# WHAT THIS TASK INVOLVES
Write out the lines from the top of the material through the line with "Q: Locate the fence", exactly and with nothing added.

[EXERCISE INPUT — start]

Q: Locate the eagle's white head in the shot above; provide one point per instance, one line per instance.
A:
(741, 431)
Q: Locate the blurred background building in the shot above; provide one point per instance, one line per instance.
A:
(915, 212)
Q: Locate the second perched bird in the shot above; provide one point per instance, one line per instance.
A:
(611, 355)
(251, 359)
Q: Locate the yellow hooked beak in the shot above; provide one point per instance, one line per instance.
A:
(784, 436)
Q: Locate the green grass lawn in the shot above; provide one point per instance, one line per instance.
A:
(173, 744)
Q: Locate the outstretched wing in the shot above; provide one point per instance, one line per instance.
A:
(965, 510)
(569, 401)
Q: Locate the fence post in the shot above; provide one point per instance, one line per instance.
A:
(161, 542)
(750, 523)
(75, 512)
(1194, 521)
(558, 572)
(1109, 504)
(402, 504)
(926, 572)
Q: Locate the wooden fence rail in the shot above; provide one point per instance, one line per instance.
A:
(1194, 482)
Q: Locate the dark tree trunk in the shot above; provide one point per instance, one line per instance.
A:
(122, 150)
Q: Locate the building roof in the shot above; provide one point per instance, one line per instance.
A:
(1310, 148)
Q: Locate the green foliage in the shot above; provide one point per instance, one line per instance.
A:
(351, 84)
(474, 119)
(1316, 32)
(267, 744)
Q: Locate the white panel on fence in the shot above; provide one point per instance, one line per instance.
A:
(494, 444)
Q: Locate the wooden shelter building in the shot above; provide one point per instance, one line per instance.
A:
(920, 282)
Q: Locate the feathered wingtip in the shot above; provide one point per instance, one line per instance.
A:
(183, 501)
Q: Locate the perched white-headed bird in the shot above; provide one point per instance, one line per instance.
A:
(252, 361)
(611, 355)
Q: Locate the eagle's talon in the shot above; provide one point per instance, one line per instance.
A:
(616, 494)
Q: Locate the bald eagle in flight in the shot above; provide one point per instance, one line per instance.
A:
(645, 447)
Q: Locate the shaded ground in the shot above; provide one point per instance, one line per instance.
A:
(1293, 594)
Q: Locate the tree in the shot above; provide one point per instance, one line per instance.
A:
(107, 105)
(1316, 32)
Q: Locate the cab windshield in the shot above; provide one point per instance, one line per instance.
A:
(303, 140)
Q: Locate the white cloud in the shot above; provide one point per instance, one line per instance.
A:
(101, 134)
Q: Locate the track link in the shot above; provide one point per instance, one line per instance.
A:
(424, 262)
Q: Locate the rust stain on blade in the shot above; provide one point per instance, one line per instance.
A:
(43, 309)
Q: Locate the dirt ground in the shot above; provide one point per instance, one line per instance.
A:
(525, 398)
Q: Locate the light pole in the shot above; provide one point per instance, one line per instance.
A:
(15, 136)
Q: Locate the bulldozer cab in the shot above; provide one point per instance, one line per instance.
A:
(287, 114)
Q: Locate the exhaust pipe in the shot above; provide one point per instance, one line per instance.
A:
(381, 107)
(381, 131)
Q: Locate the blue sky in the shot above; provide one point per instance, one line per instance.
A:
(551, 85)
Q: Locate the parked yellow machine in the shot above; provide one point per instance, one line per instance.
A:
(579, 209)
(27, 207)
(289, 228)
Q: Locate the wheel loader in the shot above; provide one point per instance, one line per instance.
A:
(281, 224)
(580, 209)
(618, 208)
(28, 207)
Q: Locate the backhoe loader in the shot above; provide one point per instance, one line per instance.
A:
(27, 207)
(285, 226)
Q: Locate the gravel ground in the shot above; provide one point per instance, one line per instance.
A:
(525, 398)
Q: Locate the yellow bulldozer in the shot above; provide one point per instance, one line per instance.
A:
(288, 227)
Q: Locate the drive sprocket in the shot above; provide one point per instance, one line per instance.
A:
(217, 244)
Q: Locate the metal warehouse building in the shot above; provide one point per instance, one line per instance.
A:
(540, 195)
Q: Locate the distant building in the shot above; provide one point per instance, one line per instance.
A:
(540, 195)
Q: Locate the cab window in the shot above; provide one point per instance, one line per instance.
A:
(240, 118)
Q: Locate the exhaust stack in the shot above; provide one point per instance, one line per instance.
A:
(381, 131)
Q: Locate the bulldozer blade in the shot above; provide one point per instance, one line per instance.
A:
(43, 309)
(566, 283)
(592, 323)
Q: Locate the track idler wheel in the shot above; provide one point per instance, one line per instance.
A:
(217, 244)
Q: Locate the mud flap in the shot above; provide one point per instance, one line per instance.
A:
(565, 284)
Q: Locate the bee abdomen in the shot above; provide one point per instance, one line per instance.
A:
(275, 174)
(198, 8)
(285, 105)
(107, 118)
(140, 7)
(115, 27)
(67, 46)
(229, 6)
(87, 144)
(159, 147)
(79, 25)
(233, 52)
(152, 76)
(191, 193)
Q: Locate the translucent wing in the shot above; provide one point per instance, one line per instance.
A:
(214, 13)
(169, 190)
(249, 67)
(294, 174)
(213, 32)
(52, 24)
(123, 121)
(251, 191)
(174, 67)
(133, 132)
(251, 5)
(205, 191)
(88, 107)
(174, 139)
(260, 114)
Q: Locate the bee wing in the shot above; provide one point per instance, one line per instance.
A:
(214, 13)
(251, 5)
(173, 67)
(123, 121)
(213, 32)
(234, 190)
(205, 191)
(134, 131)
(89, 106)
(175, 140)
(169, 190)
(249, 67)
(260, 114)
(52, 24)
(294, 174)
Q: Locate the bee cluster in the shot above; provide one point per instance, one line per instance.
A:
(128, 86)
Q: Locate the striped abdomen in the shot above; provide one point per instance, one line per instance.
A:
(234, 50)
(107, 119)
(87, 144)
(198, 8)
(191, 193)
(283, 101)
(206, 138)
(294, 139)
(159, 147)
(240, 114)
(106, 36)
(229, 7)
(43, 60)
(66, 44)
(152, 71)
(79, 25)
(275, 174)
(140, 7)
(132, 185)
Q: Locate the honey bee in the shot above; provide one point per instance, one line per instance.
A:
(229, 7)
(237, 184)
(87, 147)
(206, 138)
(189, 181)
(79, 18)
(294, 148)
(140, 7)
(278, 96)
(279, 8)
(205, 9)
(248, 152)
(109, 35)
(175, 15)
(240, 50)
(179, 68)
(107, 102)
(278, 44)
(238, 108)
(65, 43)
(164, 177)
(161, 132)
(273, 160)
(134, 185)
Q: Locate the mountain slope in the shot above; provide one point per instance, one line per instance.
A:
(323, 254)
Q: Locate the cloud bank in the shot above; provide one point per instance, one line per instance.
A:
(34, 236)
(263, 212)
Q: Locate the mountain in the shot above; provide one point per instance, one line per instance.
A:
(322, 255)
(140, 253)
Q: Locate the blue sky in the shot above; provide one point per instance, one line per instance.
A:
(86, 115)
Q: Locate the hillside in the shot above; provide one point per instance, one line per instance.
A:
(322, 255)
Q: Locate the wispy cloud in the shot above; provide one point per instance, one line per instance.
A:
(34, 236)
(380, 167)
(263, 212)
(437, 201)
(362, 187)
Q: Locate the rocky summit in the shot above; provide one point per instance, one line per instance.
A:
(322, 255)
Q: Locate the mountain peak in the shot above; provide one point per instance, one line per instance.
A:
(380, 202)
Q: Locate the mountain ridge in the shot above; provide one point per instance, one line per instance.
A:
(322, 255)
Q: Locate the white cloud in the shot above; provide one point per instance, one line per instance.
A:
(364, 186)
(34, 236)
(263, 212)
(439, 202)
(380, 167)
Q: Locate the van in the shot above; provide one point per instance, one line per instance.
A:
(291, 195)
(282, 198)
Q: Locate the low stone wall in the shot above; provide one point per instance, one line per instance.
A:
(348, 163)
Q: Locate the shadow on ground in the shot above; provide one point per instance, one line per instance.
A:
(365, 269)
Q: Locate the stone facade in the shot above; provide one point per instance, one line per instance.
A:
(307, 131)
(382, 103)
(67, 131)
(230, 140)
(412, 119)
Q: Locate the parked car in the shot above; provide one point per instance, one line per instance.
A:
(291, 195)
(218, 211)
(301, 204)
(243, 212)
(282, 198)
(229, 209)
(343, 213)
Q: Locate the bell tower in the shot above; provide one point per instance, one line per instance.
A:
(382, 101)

[EXERCISE INPUT — finish]

# OUTPUT OF THE TASK
Q: Locate the eagle's white head in the shot above; provide one point per instance, one line per instance.
A:
(741, 431)
Q: Locate the blurred background building in the shot above; provide one point per instance, one line per instance.
A:
(915, 212)
Q: Locate the second perched bird in the shot above; provide one point per instance, one line per instance.
A:
(611, 355)
(251, 359)
Q: Locate the yellow hooked beak in the shot above; provide one point per instance, one line per instance.
A:
(784, 436)
Q: Locate the green grass lawn in the shot above; provide one point per instance, one line per instance.
A:
(173, 744)
Q: Locate the outstretched wing in the shot above; provide one point per instance, one line per instance.
A:
(965, 510)
(569, 401)
Q: Locate the fence post in the shot above; provide one point per instance, one line per instance.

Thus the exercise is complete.